Given text

Breaking into the US market, giving it access to customers numbered in the tens of millions, meant a tough fight to gain strict regulatory approvals.

However, that process is now complete and next year product sales will not only provide much needed cashflow but will probably see large pharmaceutical companies sitting up and taking notice.

Following regulatory approvals to open its $4.5 million Pennsylvania lab, which allowed its growing marketing team to actually sell the product, Pacific Edge's shares began to spike, followed by more news of US contracts with health network suppliers.

From a trading range within 40c-70c during most of the year, its shares skyrocketed about 250% in early October to hit $1.50 in following weeks, and have since eased to trade around $1.30. As at December 24, Pacific Edge had a market capitalisation of $413 million.

A recent agreement with the FedMed network encompasses 4000 hospitals, 550,000 physicians and 60,000 ancillary care providers - to which about 40 million Americans have access. The politically divisive ''Obamacare'' health plan in the US also offers Pacific Edge the tantalising prospect of health customers numbering in the tens of millions.

However, the next crucial step is Pacific Edge gaining clearance from the Centre for Medicaid and Medicare Services (CMS), which oversees and reimburses payments for the US public health system.

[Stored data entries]
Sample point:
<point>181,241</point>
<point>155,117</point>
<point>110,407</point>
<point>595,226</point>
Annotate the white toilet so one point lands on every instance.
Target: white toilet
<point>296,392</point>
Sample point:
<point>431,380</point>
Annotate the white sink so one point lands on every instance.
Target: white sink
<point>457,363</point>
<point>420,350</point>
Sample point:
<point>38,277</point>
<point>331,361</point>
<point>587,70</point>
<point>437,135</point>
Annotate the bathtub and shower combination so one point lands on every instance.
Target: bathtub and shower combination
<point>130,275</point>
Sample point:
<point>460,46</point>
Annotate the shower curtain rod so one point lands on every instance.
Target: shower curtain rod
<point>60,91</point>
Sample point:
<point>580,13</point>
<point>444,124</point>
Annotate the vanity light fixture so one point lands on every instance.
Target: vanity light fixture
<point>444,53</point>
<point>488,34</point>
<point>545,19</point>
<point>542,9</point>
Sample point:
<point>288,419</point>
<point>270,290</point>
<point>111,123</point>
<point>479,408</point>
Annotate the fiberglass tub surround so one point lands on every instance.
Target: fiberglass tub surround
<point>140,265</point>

Questions to answer
(1) Answer these questions from the Pacific Edge article:
(a) How much did the Pennsylvania lab cost?
(b) What was Pacific Edge's market capitalization as at December 24?
(c) How many hospitals does the FedMed network encompass?
(2) Copy out the stretch of the Pacific Edge article from "A recent agreement" through "public health system.".
The records are not needed.

Responses per task
(1)
(a) $4.5 million
(b) $413 million
(c) 4000

(2)
A recent agreement with the FedMed network encompasses 4000 hospitals, 550,000 physicians and 60,000 ancillary care providers - to which about 40 million Americans have access. The politically divisive ''Obamacare'' health plan in the US also offers Pacific Edge the tantalising prospect of health customers numbering in the tens of millions.

However, the next crucial step is Pacific Edge gaining clearance from the Centre for Medicaid and Medicare Services (CMS), which oversees and reimburses payments for the US public health system.